══ Given data ══

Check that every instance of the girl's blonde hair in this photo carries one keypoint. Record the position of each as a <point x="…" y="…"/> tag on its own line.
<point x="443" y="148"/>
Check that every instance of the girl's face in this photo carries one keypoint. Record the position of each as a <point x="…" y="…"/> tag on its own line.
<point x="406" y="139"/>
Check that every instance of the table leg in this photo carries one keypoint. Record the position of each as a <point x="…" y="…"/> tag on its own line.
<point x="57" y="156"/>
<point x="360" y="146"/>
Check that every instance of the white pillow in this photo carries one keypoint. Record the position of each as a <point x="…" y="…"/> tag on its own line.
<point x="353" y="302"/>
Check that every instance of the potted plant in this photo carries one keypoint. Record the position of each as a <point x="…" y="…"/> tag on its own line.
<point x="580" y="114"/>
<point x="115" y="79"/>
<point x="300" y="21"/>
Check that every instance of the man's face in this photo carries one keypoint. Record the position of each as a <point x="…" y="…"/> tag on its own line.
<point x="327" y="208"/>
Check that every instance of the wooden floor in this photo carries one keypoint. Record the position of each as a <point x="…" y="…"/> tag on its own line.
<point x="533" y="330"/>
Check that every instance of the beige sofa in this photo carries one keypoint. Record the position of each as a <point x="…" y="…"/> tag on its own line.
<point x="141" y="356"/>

═══

• **Problem statement**
The full set of records above is to be printed again verbatim.

• **Solved problem**
Check that every instance of the girl's blonde hair in this photo carries one keypoint. Record the position of each as a <point x="…" y="…"/> tag on its own line.
<point x="443" y="148"/>
Check that every instance of the girl's face in this photo carries one keypoint. Record the position of each as a <point x="…" y="…"/> tag on its own line.
<point x="406" y="139"/>
Check that every instance of the table leg in this photo carries one keypoint. Record the position of each as a <point x="…" y="…"/> tag on its own line.
<point x="57" y="156"/>
<point x="360" y="146"/>
Check that every instance of the white pillow in this photo carries one keypoint. Record the position of each as a <point x="…" y="…"/> tag on its own line.
<point x="353" y="302"/>
Check that every instance of the potted plant in this photo carries one keypoint. Record the position of each as a <point x="…" y="…"/> tag on its own line.
<point x="580" y="114"/>
<point x="115" y="79"/>
<point x="300" y="21"/>
Check that every instance of the man's face in this photo carries one keypoint. Record the position of each as a <point x="…" y="…"/> tag on its own line.
<point x="327" y="208"/>
Check that every instance of the wooden floor in this photo carries one keypoint. Record the position of each as a <point x="…" y="…"/> tag on its own line.
<point x="533" y="330"/>
Check that every instance of the beige sofa in this photo carries one keypoint. Record the position of each as a <point x="…" y="…"/> tag on its own line.
<point x="141" y="356"/>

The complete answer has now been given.